PROVIDED DATA |
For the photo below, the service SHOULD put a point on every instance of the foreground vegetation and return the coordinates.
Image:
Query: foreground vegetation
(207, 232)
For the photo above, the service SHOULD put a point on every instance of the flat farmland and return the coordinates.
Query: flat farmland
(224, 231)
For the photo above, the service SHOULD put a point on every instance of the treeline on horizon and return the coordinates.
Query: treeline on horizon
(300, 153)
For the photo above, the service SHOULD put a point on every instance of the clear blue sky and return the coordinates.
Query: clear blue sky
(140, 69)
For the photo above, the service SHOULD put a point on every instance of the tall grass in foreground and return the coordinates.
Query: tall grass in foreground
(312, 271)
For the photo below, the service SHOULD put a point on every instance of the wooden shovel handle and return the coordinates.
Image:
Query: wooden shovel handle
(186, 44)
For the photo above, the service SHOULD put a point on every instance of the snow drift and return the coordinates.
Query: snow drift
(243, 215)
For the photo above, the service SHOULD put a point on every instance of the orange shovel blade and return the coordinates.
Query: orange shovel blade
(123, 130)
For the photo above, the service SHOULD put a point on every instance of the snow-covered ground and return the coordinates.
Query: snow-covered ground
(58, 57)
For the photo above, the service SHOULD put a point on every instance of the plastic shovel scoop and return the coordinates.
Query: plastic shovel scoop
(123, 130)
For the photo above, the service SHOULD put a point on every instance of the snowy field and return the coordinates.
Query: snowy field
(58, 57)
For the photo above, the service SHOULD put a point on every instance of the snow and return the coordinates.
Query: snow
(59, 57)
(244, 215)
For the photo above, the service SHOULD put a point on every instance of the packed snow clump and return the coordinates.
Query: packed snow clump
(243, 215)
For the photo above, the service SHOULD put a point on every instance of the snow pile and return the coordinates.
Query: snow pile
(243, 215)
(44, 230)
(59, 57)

SHORT PROBLEM | Reproduce each line of the material above precisely.

SOLVED PROBLEM |
For the photo below, the service SHOULD put a point on every instance of the foreground vegetation and return the coordinates.
Image:
Query: foreground vegetation
(207, 232)
For the photo above, the service SHOULD put a point on every instance of the flat farmland and return the coordinates.
Query: flat farmland
(224, 231)
For the photo above, the service SHOULD put a point on every instance of the treeline on horizon and return the coordinates.
Query: treeline on horizon
(300, 153)
For the photo above, the service SHOULD put a point on every instance of the clear blue sky and return the coordinates.
Query: clear blue sky
(140, 69)
For the photo above, the service SHOULD put a point on every instance of the tall grass in foreground and return the coordinates.
Query: tall grass in foreground
(312, 271)
For the photo below, the service SHOULD put a point on every instance of the wooden shovel handle and return the coordinates.
Image:
Query: wooden shovel handle
(186, 44)
For the photo above, the service SHOULD put a point on every instance of the snow drift and return the coordinates.
Query: snow drift
(243, 215)
For the photo above, the service SHOULD put a point on every instance of the orange shovel blade and return the coordinates.
Query: orange shovel blade
(123, 130)
For the photo above, the service SHOULD put a point on every instance of the snow-covered ground and return the coordinates.
Query: snow-covered ground
(58, 57)
For the photo above, the service SHOULD put a point on every instance of the plastic shovel scoop and return the coordinates.
Query: plastic shovel scoop
(123, 130)
For the photo above, the service SHOULD put a point on every instance of the snowy field and return the coordinates.
Query: snowy field
(58, 57)
For the photo above, the service SHOULD put a point on every instance of the snow and return the coordinates.
Query: snow
(59, 57)
(244, 215)
For the photo above, the service SHOULD put a point on every instance of the packed snow clump and return the coordinates.
Query: packed snow clump
(243, 215)
For the photo above, the service SHOULD put a point on every instance of the snow pile and return the coordinates.
Query: snow pile
(243, 215)
(44, 230)
(59, 57)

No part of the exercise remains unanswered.